▸ Exercise instructions
Print everything from the line containing "the stone altar" down to the end of the material, keeping each line identical to the original.

▸ Input
+--

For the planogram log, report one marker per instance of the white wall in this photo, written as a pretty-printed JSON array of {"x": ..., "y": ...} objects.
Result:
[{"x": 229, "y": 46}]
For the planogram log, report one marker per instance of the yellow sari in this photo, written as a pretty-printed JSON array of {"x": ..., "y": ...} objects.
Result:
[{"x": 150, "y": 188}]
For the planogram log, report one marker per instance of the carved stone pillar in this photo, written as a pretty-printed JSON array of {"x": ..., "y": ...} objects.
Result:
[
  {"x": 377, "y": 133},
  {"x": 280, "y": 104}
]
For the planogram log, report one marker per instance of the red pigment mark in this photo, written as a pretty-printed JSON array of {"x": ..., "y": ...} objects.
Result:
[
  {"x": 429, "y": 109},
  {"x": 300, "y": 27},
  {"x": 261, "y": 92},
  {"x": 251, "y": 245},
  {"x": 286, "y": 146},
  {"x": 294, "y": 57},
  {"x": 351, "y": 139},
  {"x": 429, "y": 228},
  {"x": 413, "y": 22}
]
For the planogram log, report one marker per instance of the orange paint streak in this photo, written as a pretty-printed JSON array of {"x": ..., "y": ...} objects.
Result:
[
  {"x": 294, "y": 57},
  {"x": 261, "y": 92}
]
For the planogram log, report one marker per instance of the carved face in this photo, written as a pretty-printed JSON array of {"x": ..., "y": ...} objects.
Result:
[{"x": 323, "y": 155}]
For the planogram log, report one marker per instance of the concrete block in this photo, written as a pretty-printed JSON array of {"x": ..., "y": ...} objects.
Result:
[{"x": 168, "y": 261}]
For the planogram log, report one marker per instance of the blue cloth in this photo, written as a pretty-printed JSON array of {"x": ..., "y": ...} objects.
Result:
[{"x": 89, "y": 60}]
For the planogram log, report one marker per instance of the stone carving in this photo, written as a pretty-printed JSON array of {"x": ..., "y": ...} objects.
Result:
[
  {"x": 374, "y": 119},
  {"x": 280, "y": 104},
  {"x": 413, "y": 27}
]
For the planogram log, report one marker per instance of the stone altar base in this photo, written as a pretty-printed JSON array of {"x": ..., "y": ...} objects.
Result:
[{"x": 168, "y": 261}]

+--

▸ Exercise response
For the planogram log, report one marker per instance of the stone altar base in this photo, written as a pretty-printed JSON array of {"x": ..., "y": ...} objects.
Result:
[{"x": 168, "y": 261}]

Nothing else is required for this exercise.